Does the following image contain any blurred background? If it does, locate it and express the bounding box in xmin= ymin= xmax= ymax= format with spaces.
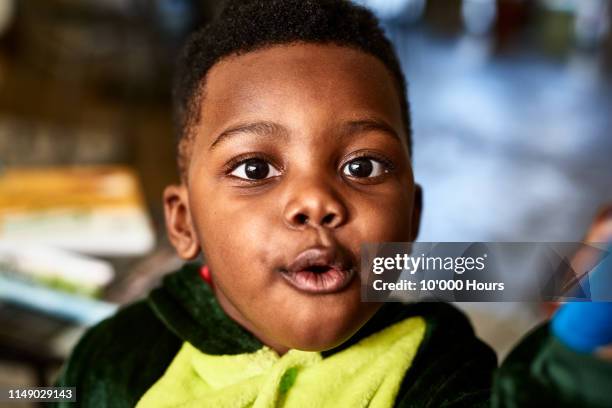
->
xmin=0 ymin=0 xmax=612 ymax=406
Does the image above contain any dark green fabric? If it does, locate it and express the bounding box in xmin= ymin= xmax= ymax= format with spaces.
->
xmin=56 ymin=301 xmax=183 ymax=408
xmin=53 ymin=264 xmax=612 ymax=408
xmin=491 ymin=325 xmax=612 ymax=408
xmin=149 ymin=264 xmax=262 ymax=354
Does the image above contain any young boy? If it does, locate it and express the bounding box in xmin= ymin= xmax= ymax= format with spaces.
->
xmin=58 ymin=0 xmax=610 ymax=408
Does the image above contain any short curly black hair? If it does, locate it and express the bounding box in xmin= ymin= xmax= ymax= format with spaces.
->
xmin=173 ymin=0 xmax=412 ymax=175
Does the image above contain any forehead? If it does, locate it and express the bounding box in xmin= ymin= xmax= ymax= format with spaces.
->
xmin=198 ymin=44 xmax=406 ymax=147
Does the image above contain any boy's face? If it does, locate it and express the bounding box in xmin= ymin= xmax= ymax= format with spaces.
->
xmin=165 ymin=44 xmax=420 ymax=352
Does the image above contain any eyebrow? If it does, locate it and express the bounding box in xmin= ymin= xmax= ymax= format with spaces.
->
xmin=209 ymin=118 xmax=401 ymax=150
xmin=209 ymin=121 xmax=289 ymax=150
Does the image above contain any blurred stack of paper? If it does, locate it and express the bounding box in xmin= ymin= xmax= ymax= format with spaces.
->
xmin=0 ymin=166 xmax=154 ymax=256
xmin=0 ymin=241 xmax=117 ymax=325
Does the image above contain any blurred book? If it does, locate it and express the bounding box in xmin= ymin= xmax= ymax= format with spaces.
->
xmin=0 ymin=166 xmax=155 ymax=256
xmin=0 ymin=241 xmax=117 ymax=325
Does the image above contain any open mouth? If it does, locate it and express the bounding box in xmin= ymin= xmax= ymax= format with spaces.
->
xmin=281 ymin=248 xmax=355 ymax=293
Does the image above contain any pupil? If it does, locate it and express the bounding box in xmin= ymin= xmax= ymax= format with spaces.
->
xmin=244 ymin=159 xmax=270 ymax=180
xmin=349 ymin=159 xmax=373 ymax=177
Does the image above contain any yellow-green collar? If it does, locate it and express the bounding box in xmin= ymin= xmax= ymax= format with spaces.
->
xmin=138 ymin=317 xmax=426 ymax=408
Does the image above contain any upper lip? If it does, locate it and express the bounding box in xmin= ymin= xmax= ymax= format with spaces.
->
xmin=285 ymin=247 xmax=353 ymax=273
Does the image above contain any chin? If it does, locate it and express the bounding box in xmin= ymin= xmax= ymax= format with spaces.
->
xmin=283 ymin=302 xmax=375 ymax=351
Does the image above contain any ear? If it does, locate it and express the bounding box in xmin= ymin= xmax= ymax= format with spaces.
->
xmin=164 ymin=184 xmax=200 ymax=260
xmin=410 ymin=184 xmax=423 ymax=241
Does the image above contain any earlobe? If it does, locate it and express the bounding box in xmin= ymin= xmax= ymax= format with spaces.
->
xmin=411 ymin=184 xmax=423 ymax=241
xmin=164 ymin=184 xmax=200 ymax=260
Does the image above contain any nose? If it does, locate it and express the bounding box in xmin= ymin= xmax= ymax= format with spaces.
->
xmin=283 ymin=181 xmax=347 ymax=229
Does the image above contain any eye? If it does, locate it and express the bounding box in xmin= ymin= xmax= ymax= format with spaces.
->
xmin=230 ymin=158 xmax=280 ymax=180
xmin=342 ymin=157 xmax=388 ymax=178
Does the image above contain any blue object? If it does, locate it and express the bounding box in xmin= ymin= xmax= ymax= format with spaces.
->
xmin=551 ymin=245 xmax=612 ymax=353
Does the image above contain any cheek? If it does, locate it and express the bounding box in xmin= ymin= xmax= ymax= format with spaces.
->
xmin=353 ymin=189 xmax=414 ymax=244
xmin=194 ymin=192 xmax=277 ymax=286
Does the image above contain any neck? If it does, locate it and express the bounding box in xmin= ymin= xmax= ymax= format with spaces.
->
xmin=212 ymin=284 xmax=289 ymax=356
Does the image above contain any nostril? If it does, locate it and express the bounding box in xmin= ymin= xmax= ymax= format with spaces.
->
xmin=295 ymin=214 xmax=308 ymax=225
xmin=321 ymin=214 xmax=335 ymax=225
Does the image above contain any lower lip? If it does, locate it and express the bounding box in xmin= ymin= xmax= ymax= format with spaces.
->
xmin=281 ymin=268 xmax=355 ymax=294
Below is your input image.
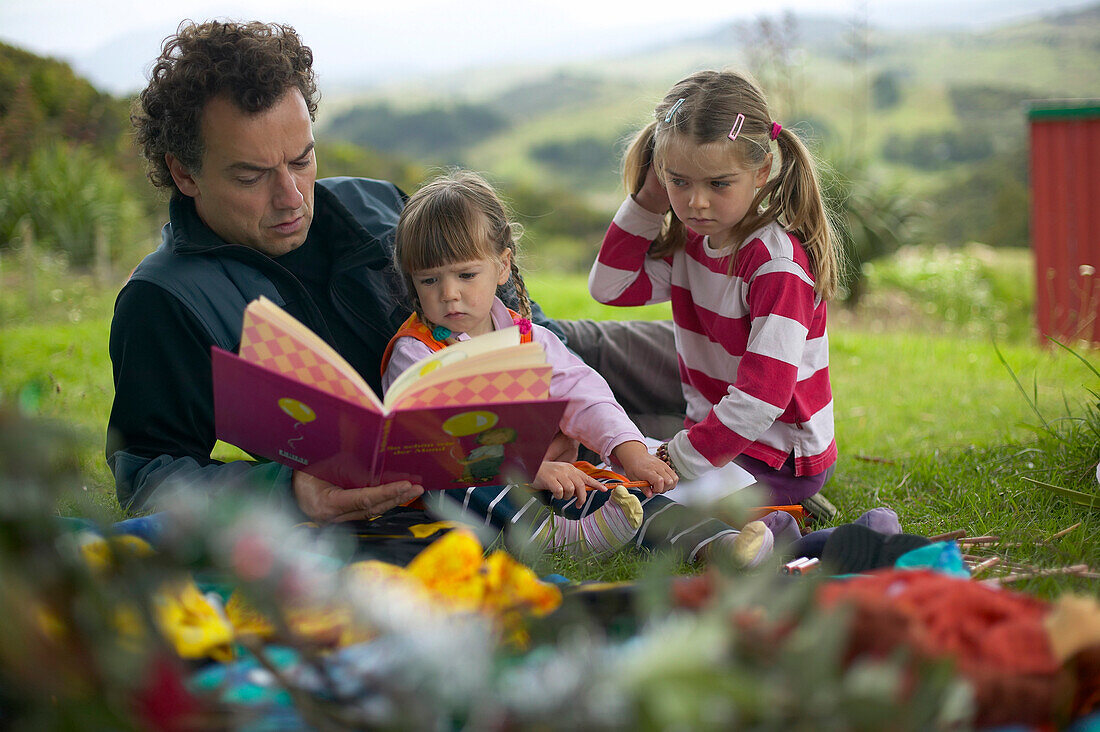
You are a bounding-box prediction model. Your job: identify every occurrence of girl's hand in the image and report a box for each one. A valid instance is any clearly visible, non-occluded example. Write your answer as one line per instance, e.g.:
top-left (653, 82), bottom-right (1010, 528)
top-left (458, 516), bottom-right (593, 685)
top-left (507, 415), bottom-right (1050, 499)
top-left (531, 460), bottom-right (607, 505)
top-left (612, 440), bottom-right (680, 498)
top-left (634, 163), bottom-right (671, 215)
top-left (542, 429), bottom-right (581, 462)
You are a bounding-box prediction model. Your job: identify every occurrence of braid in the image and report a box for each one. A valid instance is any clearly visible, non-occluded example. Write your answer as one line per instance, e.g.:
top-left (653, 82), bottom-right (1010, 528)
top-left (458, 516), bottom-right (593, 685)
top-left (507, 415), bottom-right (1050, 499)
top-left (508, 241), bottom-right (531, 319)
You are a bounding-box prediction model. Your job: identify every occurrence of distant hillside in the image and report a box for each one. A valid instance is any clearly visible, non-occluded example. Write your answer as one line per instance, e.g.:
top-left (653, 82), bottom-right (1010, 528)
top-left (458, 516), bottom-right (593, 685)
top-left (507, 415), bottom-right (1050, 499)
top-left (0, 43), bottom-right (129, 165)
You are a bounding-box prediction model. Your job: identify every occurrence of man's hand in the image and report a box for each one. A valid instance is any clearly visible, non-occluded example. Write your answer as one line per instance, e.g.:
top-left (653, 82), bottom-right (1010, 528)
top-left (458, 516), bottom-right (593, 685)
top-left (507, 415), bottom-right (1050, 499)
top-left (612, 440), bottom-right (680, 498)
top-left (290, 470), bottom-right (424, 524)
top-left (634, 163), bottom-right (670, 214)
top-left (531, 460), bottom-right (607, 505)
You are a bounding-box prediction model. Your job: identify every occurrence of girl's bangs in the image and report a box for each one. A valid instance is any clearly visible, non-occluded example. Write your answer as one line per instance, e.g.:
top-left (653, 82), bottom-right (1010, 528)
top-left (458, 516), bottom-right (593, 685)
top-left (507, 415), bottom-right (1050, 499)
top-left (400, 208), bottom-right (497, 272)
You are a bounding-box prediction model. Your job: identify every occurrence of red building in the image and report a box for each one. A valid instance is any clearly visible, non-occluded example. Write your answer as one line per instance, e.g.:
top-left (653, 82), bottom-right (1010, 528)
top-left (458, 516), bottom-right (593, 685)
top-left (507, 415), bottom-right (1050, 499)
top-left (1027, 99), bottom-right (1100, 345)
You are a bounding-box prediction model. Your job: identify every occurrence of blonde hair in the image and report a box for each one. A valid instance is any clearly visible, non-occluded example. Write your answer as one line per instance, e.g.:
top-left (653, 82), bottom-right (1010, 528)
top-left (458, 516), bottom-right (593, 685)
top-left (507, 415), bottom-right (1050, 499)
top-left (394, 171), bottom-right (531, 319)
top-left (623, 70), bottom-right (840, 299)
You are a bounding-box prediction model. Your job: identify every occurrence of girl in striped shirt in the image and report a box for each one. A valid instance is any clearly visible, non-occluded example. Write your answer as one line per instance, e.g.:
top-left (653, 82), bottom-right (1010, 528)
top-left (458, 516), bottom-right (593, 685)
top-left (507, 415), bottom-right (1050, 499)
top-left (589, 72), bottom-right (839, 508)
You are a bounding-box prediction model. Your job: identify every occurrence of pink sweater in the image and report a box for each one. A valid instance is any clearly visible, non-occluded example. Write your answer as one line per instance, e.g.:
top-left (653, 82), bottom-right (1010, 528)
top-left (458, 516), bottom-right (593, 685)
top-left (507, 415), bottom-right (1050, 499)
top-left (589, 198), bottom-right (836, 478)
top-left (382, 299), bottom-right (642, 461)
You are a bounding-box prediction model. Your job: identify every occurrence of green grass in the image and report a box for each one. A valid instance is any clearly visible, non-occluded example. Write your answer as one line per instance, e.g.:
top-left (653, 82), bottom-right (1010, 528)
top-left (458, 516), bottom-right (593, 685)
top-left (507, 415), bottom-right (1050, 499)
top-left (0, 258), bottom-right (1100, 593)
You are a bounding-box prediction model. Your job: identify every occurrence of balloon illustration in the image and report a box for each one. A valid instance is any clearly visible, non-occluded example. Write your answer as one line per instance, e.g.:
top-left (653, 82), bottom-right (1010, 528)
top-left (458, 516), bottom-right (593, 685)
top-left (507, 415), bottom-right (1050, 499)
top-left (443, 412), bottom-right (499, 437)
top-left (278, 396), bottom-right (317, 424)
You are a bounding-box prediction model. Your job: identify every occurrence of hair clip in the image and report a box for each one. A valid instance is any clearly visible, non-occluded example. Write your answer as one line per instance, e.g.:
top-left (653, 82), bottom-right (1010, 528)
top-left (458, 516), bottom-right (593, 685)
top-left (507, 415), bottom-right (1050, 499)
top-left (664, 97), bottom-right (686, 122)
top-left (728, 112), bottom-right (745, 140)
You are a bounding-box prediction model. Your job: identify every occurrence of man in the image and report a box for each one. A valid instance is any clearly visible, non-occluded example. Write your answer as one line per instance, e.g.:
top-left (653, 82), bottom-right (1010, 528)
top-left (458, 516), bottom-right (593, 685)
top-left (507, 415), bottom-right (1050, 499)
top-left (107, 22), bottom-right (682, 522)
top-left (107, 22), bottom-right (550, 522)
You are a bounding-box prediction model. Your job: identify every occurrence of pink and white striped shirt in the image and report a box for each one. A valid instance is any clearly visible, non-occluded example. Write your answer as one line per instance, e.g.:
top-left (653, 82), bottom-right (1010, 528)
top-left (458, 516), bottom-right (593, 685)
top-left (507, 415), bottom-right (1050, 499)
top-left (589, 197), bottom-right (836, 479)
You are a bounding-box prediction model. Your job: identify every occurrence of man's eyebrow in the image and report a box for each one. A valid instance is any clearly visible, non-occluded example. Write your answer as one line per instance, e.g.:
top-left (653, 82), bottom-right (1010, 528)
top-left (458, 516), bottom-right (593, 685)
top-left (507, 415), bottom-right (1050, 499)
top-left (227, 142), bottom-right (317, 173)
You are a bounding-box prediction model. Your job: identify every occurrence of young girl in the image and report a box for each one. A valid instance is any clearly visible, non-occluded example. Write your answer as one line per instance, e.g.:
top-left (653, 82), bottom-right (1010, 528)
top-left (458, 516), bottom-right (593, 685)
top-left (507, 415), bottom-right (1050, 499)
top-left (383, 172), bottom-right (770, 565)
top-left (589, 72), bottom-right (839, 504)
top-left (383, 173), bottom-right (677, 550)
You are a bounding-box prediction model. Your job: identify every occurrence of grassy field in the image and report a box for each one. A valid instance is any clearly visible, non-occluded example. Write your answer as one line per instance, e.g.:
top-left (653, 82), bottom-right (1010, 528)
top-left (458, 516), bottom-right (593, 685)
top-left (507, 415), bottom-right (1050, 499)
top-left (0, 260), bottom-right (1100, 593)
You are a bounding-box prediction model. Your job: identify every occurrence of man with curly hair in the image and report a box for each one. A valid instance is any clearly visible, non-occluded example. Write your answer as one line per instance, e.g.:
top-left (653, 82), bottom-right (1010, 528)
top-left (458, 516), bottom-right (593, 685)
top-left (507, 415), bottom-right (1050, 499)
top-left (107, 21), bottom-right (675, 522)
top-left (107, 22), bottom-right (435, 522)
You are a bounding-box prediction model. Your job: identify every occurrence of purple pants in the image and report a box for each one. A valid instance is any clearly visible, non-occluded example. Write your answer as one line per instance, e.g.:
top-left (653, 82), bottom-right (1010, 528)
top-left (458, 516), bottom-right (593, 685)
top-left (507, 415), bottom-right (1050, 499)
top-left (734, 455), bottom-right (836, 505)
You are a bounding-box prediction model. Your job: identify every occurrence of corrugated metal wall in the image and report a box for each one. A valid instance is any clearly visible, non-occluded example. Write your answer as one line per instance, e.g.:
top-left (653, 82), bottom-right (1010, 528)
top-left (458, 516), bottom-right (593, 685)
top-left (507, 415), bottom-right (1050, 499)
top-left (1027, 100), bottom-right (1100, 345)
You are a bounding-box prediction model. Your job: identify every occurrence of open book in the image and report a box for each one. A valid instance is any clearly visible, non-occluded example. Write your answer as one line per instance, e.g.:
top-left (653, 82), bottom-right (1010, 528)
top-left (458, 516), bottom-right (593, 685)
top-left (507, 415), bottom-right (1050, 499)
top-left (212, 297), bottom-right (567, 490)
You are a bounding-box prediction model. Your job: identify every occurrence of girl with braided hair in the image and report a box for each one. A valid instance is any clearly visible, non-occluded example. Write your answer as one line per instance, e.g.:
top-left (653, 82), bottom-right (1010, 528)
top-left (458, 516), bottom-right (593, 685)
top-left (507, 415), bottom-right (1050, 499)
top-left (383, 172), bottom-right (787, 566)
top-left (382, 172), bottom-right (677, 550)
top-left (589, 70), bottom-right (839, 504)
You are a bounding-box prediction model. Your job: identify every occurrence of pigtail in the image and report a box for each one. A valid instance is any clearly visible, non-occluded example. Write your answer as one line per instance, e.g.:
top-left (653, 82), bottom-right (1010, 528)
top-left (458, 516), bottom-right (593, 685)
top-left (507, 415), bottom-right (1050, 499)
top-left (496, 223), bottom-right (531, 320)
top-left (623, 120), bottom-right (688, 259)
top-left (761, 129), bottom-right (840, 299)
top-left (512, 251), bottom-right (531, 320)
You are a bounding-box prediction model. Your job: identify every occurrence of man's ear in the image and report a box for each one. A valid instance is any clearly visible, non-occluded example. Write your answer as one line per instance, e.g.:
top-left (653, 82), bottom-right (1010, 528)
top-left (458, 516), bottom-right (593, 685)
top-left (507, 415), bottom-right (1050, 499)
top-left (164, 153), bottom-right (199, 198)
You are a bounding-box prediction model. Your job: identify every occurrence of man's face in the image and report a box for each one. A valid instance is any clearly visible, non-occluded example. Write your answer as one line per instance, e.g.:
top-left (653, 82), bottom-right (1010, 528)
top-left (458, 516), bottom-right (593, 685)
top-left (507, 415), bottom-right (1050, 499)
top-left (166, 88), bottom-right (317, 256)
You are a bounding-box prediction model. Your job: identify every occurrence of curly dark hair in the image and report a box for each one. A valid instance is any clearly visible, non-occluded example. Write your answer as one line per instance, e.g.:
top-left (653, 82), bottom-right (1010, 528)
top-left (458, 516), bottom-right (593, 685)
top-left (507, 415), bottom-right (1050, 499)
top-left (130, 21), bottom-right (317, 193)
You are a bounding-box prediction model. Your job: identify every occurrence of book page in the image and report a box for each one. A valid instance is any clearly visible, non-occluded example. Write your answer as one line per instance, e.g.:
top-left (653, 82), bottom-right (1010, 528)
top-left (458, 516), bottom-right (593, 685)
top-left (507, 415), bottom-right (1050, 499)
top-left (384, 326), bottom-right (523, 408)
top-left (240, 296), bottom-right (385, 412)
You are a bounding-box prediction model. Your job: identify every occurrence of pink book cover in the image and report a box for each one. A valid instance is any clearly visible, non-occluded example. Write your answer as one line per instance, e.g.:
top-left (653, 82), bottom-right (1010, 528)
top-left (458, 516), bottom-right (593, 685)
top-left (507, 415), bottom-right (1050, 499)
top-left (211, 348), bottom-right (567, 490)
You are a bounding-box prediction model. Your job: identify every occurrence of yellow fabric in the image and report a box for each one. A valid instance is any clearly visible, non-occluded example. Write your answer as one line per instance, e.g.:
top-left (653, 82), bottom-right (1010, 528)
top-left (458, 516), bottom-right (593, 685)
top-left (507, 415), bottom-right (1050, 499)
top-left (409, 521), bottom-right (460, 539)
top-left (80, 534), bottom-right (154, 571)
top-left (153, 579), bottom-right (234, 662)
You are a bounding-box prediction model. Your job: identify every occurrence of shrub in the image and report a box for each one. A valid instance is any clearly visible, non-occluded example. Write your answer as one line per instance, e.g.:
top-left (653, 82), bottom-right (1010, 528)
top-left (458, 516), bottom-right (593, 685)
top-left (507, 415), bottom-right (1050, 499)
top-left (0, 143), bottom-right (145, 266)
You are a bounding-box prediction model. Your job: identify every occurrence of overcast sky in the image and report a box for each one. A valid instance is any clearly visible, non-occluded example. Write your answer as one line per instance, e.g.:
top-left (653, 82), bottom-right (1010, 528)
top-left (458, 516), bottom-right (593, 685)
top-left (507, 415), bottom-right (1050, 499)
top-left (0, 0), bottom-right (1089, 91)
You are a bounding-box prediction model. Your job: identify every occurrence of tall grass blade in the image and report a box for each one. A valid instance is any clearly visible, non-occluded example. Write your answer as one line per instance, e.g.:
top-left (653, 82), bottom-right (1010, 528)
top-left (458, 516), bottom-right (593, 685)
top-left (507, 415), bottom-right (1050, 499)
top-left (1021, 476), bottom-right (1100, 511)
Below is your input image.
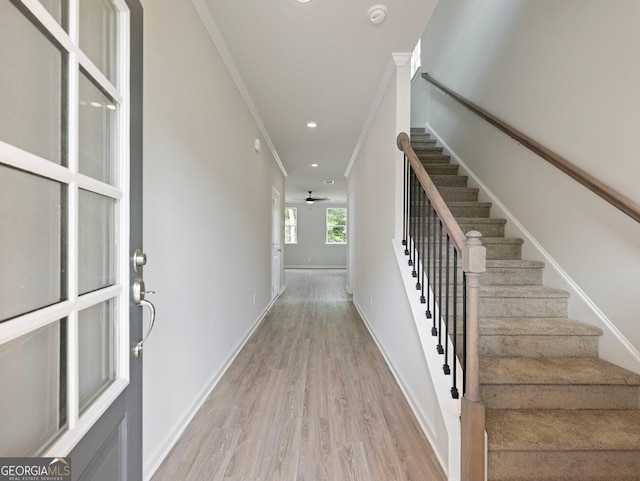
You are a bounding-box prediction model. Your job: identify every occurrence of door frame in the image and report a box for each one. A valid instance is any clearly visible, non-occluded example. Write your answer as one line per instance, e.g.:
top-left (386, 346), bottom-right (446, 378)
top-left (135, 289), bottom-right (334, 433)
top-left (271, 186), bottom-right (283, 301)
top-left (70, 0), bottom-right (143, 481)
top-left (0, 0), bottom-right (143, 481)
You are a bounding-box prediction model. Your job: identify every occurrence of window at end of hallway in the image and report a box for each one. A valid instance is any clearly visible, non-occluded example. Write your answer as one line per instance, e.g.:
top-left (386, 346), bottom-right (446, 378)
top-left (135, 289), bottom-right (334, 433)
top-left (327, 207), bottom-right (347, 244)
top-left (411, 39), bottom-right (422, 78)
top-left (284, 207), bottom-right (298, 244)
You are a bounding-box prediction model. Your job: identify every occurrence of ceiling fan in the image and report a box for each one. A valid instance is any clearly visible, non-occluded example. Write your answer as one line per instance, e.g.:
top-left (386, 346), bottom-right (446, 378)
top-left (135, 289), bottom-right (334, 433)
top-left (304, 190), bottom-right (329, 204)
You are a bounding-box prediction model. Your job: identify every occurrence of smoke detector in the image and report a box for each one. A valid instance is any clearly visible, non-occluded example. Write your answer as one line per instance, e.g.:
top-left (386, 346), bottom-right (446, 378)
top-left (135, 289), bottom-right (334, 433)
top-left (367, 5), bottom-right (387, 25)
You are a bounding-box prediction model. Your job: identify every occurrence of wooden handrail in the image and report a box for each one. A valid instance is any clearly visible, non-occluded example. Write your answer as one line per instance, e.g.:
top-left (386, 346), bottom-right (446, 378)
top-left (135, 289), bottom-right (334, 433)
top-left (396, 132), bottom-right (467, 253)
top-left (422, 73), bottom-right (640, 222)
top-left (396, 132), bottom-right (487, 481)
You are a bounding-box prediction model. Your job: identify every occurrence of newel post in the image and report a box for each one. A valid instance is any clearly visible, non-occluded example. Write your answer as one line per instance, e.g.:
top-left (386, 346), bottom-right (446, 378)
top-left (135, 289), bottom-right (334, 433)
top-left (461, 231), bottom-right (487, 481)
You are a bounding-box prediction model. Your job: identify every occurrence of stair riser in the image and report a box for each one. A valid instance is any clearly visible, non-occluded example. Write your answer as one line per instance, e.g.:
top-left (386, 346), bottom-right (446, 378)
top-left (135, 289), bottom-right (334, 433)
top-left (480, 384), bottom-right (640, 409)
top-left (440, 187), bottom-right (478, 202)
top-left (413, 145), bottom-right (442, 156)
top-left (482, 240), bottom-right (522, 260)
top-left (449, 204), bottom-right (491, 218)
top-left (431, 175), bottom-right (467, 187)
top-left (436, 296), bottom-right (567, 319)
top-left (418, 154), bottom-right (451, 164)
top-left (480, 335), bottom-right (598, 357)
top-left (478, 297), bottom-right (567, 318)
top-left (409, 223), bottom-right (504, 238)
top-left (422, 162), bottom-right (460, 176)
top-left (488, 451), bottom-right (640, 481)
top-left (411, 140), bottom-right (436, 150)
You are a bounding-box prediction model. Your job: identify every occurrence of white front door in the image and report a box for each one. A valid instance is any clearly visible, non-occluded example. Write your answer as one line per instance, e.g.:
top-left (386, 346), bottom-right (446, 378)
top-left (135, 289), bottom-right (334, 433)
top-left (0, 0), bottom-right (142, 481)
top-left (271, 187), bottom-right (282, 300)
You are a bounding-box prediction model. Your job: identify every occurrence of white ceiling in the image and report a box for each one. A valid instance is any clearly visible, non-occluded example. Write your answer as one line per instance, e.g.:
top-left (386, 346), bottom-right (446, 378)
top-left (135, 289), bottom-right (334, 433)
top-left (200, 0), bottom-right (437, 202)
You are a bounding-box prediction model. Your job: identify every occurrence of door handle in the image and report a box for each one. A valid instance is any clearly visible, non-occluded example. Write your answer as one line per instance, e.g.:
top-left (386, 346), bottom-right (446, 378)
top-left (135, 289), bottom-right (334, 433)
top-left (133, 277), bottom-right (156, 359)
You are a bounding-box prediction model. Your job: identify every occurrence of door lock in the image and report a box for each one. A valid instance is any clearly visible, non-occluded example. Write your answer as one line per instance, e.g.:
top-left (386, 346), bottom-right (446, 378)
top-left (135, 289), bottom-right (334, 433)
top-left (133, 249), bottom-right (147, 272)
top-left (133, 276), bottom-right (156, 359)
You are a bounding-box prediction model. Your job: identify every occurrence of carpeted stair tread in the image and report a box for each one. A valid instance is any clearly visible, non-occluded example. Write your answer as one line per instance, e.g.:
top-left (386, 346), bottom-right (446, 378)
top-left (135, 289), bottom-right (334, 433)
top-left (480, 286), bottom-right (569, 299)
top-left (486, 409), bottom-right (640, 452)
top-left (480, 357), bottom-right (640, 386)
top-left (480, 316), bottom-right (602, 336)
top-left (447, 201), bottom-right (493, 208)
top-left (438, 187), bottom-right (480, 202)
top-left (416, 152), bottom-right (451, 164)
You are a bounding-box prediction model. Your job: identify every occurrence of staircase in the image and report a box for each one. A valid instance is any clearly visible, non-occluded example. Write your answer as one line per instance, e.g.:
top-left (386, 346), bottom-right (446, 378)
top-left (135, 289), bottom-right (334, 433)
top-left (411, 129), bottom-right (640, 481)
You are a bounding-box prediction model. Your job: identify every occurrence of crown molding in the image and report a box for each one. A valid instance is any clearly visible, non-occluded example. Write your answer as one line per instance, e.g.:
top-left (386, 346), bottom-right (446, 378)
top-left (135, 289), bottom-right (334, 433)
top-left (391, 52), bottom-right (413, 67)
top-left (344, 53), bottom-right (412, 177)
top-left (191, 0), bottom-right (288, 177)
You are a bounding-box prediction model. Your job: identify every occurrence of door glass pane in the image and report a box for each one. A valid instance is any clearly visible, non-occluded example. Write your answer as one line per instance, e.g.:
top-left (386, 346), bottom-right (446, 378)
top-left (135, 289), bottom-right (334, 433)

# # # # # # #

SHORT TASK: From the line that contains "occurrence of staircase" down to the last line of the listing above, repeat each line exactly, and include nothing else.

PROBLEM SOLUTION:
You are a bounding-box prediction model. Your job: identify every occurrence of staircase in the image and report a box for each one. A valid instance is any clearly visible, non-occluded example. Write your answer as one line per instance, e.g.:
top-left (386, 346), bottom-right (446, 378)
top-left (135, 289), bottom-right (334, 433)
top-left (411, 129), bottom-right (640, 481)
You are a bounding-box prediction model. Your job: identify every occurrence of crown molding in the image and report a box for each one. A valid instance is any clearly visible, non-occluded example. Write your answer as one line per instance, e.g.:
top-left (386, 346), bottom-right (446, 378)
top-left (135, 289), bottom-right (334, 433)
top-left (391, 52), bottom-right (413, 67)
top-left (344, 53), bottom-right (412, 177)
top-left (191, 0), bottom-right (288, 177)
You are a bounding-box prediction model. Your job: identify every occurrence of door glass pane in the image and report a box for each one. A valid instance is any clearly visible, non-occluded example. Write your answer as one line per instance, e.g.:
top-left (386, 346), bottom-right (446, 378)
top-left (135, 289), bottom-right (334, 433)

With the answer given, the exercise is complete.